* _Problem_
Count the rows below that contain the word "sign". Give only the number.

* _Listing_
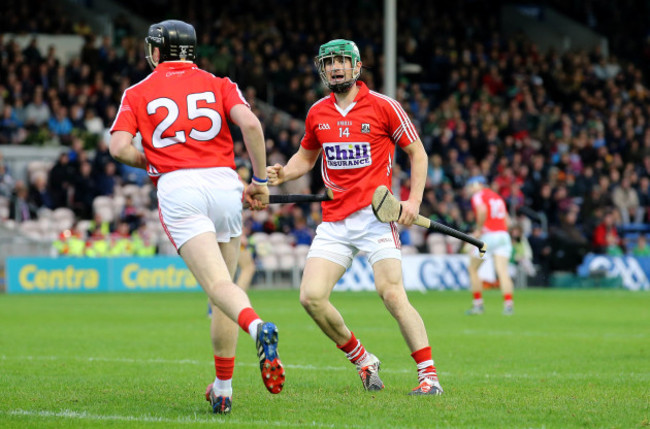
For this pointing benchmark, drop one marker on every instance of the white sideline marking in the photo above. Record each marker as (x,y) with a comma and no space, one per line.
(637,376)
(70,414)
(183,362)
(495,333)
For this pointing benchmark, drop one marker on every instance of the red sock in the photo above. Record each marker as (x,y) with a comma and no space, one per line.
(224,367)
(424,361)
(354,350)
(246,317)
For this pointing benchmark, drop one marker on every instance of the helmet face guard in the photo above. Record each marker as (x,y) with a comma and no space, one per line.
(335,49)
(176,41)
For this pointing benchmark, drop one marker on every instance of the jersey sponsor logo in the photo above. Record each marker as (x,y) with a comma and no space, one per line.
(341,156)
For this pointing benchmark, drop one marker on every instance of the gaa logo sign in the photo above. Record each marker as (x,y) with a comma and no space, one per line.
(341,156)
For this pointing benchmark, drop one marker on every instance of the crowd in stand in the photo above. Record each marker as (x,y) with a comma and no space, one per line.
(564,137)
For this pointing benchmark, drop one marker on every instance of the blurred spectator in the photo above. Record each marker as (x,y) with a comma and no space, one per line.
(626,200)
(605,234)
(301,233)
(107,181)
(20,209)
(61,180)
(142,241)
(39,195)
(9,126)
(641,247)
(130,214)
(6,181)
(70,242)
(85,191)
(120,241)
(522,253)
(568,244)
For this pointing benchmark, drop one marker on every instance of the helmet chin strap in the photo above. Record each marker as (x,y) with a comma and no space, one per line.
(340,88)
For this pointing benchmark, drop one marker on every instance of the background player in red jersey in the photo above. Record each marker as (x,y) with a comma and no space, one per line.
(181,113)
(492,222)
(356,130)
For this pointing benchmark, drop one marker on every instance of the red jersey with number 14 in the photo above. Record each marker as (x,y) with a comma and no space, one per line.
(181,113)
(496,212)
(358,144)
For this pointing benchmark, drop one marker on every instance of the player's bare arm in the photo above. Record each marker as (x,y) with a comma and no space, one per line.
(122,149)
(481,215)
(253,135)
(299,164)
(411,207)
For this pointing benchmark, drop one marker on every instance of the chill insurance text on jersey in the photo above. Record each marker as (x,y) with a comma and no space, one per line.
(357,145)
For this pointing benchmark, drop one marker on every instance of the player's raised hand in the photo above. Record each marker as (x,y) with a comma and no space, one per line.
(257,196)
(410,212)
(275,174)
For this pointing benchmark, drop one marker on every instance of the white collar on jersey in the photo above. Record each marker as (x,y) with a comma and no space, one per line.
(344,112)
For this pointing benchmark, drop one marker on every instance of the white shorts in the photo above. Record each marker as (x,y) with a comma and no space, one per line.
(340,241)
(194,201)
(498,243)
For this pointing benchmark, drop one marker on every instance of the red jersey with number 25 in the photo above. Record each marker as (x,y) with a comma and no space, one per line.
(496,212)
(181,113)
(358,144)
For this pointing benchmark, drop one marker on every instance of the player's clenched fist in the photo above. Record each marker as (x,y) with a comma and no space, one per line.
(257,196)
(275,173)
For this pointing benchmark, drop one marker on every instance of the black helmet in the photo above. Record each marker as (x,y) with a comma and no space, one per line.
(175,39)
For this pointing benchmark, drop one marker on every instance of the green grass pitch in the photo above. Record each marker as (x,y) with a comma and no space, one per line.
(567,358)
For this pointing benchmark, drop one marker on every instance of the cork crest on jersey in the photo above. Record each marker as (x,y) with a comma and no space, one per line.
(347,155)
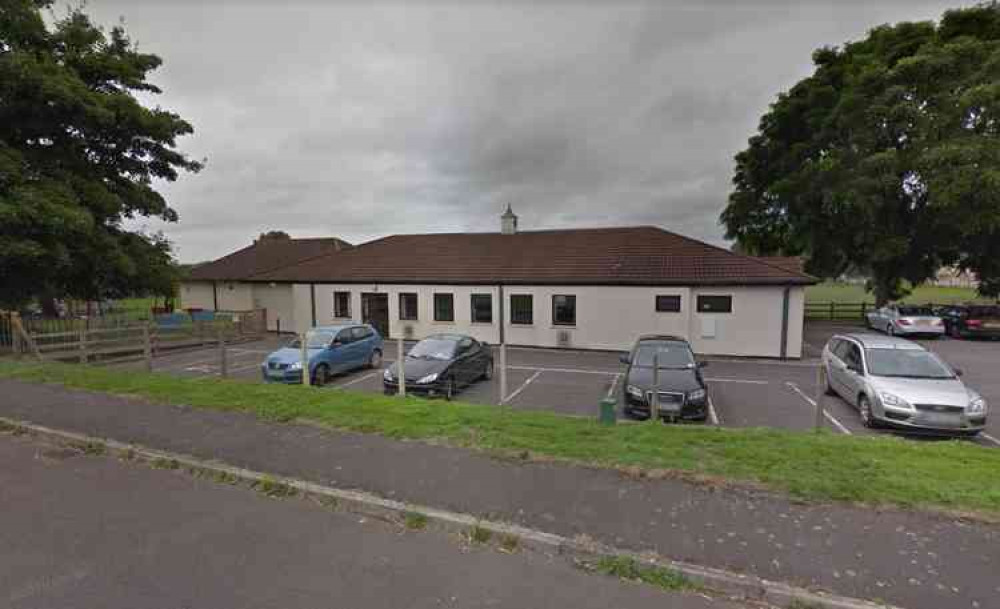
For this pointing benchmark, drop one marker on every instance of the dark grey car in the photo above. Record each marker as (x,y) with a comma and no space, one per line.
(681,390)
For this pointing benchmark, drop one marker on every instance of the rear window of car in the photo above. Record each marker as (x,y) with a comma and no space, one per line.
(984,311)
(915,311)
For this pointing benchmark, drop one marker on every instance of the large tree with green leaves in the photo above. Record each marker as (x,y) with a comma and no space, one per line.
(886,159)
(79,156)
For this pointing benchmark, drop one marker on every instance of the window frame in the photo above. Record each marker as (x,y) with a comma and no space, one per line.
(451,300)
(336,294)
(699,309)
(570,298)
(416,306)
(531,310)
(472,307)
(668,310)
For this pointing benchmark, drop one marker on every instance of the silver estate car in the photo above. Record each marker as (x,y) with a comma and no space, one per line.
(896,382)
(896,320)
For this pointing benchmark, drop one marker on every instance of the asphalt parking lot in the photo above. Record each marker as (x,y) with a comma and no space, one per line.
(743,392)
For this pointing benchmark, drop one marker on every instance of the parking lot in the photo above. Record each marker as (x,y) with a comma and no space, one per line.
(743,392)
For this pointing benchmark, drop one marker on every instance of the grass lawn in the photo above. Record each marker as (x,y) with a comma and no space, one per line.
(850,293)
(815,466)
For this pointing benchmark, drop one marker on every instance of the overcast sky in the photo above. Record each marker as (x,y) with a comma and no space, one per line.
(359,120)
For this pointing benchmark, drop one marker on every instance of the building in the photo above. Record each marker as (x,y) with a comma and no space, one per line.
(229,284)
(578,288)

--

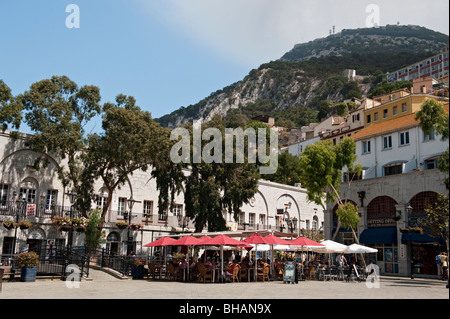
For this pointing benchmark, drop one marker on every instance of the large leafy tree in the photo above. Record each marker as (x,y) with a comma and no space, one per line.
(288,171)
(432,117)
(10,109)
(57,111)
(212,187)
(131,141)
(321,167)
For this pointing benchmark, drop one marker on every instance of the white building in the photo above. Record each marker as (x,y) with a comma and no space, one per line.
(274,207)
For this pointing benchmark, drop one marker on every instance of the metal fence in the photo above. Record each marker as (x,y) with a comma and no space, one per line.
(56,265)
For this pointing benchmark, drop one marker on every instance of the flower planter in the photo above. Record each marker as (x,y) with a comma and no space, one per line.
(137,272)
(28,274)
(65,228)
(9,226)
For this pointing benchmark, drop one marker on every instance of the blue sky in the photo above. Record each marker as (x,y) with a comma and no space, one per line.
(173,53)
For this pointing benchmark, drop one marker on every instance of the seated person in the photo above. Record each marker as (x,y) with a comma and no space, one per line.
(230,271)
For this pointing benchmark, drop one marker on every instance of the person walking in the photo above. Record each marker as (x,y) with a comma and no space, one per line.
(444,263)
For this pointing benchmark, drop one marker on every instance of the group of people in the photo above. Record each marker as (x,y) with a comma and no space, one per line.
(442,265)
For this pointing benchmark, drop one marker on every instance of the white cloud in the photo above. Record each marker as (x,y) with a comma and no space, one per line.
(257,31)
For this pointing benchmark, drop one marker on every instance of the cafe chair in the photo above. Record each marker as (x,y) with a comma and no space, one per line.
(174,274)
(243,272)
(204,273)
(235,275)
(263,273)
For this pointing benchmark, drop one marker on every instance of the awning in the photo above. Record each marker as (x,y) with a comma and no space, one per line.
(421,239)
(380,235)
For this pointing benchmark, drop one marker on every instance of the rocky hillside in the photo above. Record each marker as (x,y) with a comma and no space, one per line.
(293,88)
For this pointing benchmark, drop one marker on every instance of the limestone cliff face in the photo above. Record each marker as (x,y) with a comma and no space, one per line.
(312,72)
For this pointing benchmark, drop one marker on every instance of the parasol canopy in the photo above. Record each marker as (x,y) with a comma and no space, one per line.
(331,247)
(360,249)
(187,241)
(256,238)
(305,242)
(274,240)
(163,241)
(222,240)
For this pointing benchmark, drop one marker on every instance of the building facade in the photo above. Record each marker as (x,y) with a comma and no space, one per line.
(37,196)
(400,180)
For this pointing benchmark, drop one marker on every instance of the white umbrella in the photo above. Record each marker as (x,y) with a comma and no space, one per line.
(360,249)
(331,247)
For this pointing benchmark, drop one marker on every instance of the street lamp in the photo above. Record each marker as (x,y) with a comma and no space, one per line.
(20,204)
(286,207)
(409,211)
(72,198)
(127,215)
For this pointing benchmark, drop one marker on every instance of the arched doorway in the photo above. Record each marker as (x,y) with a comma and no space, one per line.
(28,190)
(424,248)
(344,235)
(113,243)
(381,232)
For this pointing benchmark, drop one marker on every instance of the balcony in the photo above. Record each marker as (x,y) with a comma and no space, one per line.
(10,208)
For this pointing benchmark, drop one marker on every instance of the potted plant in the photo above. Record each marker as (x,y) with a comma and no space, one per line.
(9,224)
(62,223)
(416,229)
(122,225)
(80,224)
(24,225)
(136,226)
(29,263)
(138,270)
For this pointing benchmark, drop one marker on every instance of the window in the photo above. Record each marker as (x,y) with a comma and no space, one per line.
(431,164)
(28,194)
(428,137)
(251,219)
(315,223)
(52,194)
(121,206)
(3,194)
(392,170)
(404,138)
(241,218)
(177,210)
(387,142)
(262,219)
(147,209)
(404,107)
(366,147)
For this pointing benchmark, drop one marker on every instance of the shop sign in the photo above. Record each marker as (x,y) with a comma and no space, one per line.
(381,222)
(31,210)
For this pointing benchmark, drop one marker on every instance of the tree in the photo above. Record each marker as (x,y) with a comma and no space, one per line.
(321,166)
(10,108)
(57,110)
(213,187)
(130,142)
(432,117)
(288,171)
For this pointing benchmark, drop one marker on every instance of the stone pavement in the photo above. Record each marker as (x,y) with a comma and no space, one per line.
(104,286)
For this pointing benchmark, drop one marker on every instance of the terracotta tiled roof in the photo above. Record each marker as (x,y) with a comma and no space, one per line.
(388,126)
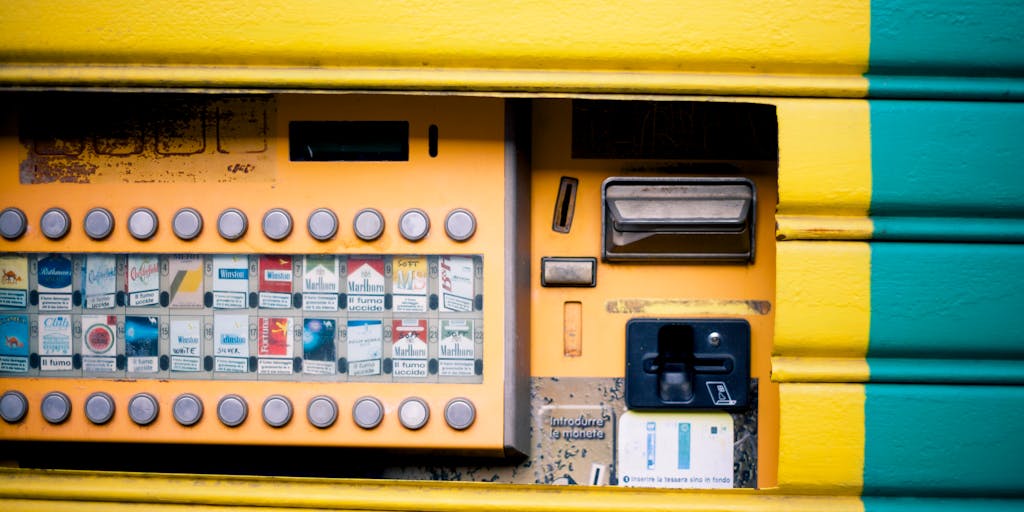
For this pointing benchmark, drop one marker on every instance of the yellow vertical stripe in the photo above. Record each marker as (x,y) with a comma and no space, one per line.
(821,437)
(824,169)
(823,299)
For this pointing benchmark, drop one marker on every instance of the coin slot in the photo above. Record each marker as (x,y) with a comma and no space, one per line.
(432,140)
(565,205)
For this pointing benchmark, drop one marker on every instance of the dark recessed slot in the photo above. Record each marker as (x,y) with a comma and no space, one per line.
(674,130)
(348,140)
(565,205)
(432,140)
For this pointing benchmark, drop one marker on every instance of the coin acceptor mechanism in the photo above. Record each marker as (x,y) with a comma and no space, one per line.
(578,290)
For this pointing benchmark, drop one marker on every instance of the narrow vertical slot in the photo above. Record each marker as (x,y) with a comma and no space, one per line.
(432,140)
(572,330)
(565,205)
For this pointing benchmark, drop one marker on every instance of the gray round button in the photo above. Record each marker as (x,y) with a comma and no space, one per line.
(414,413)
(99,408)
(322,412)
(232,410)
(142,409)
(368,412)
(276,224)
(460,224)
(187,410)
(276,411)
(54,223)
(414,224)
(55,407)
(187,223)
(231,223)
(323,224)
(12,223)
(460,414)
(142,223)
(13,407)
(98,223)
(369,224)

...

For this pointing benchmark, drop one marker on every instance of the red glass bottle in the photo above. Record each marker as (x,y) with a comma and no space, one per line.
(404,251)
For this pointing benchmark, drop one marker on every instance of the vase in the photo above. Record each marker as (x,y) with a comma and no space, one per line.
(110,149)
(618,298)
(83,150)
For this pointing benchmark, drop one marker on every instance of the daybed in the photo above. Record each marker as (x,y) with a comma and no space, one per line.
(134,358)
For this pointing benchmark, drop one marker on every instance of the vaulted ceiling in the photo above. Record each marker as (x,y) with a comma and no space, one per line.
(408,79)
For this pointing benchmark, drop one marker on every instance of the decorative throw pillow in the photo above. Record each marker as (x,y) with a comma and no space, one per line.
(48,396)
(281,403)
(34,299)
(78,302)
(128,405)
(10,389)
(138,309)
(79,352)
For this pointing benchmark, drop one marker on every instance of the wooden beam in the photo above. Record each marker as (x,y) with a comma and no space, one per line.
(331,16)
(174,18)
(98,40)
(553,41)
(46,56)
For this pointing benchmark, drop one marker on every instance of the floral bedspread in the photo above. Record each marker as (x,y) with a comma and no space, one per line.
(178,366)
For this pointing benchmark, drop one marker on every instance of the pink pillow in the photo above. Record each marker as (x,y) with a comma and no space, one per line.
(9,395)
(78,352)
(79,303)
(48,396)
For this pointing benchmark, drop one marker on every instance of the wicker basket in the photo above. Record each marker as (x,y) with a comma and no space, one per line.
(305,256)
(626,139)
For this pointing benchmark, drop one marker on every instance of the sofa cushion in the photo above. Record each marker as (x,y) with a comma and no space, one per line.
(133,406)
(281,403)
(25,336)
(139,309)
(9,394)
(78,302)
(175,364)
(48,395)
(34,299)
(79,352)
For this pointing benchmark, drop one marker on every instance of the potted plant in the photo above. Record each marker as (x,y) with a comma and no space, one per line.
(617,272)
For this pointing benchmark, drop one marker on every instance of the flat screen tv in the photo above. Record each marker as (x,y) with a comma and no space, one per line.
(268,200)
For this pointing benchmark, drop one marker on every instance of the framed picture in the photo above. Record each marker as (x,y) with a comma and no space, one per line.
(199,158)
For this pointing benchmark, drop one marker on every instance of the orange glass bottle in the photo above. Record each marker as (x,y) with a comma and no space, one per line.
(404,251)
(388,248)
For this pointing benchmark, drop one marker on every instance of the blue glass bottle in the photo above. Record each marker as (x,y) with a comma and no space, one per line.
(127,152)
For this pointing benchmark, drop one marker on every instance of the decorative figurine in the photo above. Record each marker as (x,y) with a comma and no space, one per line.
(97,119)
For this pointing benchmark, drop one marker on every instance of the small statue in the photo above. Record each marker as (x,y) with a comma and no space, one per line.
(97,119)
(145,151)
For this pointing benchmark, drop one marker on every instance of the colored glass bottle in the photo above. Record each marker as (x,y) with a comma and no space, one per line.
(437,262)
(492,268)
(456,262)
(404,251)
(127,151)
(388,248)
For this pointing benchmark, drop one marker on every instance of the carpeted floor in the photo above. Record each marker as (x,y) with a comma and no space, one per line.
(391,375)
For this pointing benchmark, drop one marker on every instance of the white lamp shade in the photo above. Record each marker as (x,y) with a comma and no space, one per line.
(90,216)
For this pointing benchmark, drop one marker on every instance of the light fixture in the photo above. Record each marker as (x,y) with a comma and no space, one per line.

* _Task result_
2